### What needs to be done
Copy, without a single change, each line from the one that holds "of the pointed" to the bottom of the entries below, and drop any pictures.

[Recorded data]

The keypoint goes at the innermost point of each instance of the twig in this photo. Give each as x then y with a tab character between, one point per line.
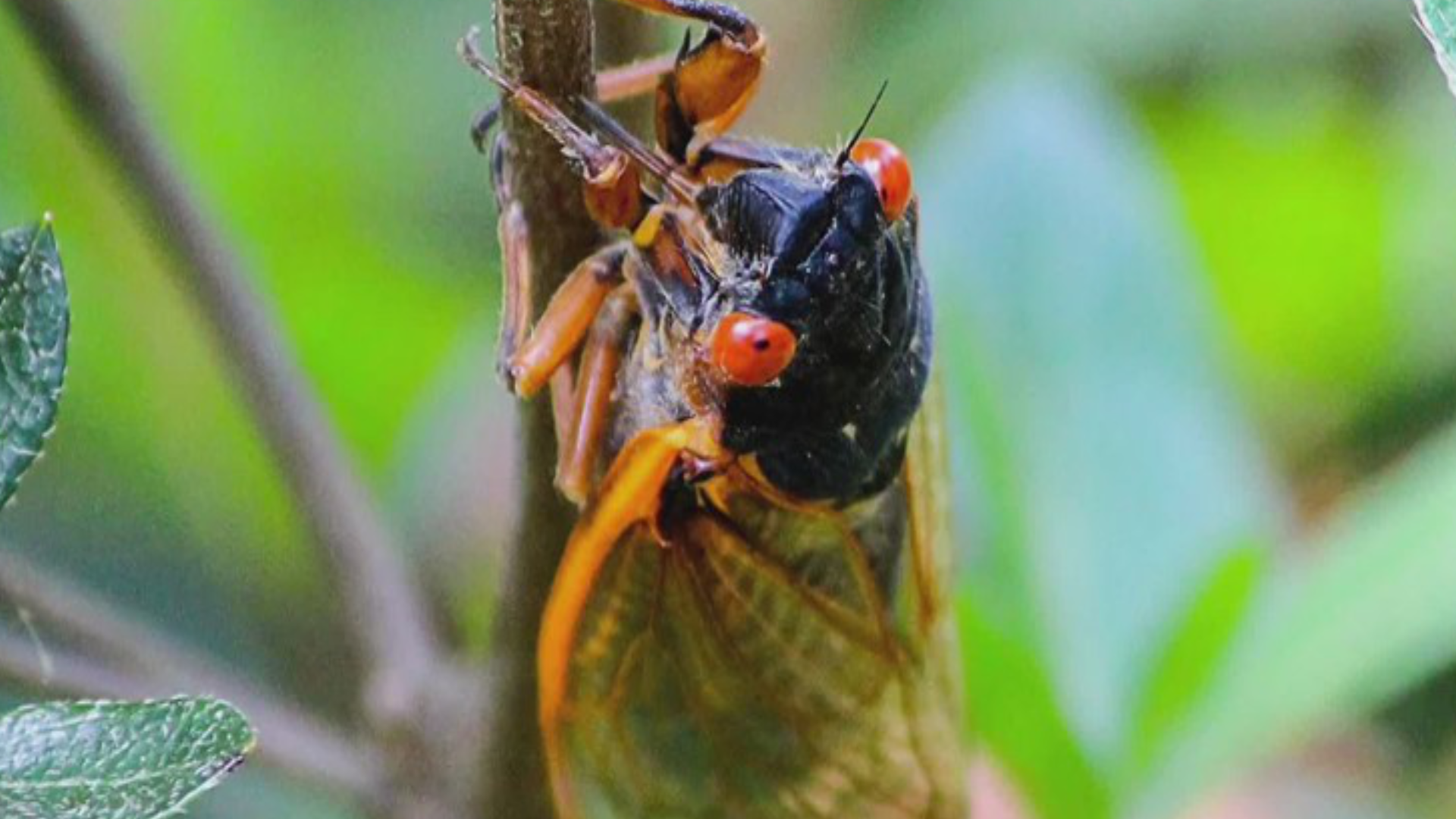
384	607
291	744
548	46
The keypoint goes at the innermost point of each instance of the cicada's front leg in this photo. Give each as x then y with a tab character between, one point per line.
629	496
712	82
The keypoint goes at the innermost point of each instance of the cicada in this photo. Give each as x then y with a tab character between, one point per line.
748	620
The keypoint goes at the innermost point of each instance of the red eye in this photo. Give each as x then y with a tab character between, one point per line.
752	350
890	169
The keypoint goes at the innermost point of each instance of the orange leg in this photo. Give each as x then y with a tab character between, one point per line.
613	184
629	496
565	322
598	376
712	82
516	299
626	82
613	85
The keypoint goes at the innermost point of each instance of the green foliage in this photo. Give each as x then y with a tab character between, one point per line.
34	327
1084	359
1372	620
117	761
1439	20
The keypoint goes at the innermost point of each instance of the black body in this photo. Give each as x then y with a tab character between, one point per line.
808	245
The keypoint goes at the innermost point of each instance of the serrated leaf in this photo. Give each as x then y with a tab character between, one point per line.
1438	19
34	327
117	760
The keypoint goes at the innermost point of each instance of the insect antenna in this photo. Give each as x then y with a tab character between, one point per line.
859	131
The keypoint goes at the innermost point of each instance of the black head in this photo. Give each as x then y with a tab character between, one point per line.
816	246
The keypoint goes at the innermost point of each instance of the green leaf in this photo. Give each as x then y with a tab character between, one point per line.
1110	469
34	325
1375	617
1438	19
1014	708
117	760
1191	657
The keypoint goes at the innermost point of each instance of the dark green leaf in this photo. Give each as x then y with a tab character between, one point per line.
1191	657
1014	708
1373	618
34	324
115	760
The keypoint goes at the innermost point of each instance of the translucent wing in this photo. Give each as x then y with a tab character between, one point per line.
769	662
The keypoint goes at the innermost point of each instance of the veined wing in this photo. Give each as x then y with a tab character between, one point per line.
755	670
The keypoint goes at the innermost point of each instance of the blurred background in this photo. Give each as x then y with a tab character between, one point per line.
1196	275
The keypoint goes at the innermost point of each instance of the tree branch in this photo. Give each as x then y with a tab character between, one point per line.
290	742
548	46
384	605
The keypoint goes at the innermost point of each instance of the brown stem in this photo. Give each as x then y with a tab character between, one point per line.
383	602
548	46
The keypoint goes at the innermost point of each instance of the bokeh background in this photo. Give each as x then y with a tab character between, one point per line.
1196	273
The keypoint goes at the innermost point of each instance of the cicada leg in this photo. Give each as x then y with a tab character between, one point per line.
564	325
613	85
612	181
629	496
712	82
596	379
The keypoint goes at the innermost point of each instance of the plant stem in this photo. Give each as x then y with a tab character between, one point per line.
293	744
548	46
384	605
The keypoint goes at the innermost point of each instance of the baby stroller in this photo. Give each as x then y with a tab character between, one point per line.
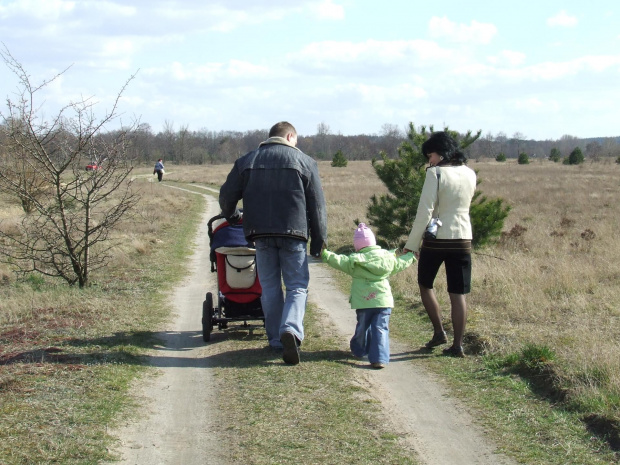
239	291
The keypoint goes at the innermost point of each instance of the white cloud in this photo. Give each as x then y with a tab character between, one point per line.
562	19
326	9
508	58
40	9
344	57
476	32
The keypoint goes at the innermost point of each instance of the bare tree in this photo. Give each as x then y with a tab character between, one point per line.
64	233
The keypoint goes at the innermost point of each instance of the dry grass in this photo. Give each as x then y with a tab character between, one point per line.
553	279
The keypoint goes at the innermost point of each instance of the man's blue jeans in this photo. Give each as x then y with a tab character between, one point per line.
281	259
372	335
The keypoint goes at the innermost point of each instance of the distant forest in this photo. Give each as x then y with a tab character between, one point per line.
183	146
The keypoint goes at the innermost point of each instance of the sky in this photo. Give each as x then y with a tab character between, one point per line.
543	69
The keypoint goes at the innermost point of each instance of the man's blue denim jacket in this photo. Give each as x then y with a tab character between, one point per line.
282	195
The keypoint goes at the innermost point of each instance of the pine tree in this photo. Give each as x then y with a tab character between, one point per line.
523	159
339	160
555	155
576	157
392	214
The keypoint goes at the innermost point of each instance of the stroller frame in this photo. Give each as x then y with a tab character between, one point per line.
239	304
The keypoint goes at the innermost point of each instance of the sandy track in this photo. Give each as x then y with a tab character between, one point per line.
436	426
179	427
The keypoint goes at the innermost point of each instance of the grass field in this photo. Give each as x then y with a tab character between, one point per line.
544	319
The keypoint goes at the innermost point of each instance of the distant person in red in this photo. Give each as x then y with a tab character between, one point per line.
159	169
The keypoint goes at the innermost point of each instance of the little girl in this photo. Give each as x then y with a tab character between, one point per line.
371	295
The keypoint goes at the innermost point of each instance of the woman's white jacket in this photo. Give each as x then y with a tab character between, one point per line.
450	203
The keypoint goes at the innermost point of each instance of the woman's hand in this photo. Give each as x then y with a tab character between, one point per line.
415	254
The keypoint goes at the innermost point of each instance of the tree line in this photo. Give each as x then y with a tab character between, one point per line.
204	146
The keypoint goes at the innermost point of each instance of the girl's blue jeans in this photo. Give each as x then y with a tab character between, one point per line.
372	335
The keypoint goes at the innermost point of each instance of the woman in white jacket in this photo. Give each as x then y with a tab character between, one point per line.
446	195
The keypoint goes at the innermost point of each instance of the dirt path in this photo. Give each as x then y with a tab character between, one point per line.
177	428
435	425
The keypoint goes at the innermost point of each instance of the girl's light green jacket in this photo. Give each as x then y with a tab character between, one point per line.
370	268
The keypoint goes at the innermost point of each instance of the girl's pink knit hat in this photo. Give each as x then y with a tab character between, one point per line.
363	237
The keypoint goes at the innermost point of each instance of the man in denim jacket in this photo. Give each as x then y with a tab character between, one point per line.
283	208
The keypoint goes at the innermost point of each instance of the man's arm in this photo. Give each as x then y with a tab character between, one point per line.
230	193
317	212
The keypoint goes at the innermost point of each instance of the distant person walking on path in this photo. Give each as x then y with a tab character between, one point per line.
159	169
283	208
446	196
371	294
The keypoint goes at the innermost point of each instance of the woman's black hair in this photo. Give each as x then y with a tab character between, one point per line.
446	147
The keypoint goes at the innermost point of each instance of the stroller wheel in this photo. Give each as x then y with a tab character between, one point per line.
207	317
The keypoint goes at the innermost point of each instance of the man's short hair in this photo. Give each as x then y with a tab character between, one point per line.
281	129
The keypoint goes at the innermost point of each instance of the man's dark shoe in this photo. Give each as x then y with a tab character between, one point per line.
437	340
290	348
453	351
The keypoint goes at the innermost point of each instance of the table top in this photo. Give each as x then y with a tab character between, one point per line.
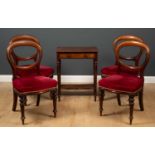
77	49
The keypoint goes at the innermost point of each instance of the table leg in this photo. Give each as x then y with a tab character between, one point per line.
59	78
95	78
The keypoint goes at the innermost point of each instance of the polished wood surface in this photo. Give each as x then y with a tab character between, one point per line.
77	53
78	109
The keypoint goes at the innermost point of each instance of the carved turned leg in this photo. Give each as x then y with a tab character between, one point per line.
15	97
54	97
59	78
22	104
38	100
95	78
140	96
119	99
131	104
101	98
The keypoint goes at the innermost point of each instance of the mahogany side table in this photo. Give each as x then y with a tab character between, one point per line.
77	53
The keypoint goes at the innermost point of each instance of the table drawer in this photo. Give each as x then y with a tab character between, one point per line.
77	56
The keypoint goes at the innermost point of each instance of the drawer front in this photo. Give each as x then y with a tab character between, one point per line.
77	56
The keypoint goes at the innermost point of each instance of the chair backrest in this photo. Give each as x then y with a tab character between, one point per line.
123	38
24	37
144	49
20	38
37	56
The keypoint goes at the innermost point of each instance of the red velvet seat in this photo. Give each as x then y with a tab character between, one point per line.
115	69
123	83
44	71
109	70
33	84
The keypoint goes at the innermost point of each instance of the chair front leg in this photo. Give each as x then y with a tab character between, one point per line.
140	96
22	104
101	98
131	104
53	95
15	97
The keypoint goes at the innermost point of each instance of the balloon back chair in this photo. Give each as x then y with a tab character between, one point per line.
115	69
28	85
128	84
43	70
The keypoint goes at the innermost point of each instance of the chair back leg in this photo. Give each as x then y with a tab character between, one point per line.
22	104
131	104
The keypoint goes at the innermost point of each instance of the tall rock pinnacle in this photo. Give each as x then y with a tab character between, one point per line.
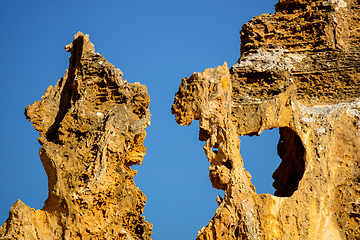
92	127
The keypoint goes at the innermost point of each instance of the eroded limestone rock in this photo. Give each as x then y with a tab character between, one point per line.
299	72
92	127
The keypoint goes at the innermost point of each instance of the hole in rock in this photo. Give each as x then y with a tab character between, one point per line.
275	160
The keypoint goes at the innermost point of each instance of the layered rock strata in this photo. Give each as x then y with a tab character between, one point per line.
299	72
92	127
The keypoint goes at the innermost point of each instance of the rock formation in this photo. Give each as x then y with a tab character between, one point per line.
299	72
92	126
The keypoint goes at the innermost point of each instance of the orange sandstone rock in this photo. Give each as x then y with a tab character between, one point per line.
299	72
92	127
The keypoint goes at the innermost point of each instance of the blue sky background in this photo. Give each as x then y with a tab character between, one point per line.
156	43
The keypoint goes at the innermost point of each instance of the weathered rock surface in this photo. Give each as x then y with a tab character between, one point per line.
299	72
92	126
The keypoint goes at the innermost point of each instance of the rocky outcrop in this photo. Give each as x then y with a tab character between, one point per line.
92	126
299	72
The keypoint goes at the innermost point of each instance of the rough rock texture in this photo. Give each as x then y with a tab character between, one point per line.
299	72
92	127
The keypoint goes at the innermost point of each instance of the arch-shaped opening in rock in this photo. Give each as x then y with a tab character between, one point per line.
275	159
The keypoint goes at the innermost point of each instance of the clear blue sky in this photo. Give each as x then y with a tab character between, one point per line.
156	43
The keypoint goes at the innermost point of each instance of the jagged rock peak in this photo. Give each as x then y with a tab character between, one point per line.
92	127
298	72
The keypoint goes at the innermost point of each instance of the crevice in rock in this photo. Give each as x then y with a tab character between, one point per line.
263	162
291	169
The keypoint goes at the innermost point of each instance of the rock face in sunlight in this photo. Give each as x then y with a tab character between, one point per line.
92	127
299	72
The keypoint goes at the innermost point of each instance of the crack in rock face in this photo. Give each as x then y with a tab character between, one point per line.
299	72
92	127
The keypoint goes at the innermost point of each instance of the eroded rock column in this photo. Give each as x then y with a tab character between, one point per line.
92	127
299	72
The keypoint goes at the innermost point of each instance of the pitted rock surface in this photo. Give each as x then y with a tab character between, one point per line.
298	72
92	127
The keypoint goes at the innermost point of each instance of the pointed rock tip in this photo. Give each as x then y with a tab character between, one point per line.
82	40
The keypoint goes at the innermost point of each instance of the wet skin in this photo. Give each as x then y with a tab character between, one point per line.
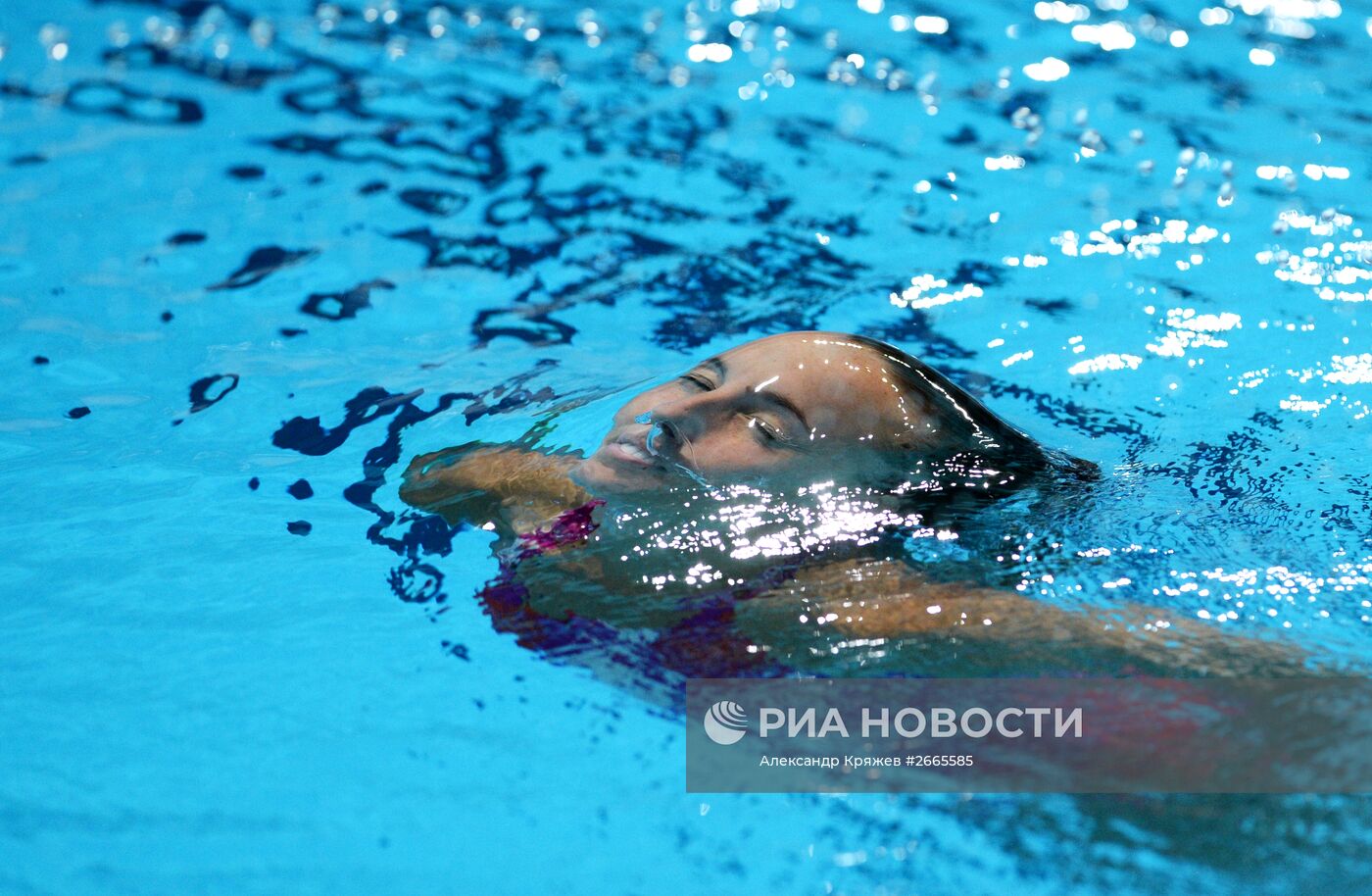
784	412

### Response for this exercise
The keypoint goes at the innermost point of each instance of the pointed rock tip in this photo. Give each as x then y with a tab character between, one point per line.
82	40
The keypoint goes at the innermost point of each instance of the wet skin in this photo. Give each as x then y with a tab character between, one point per line.
784	412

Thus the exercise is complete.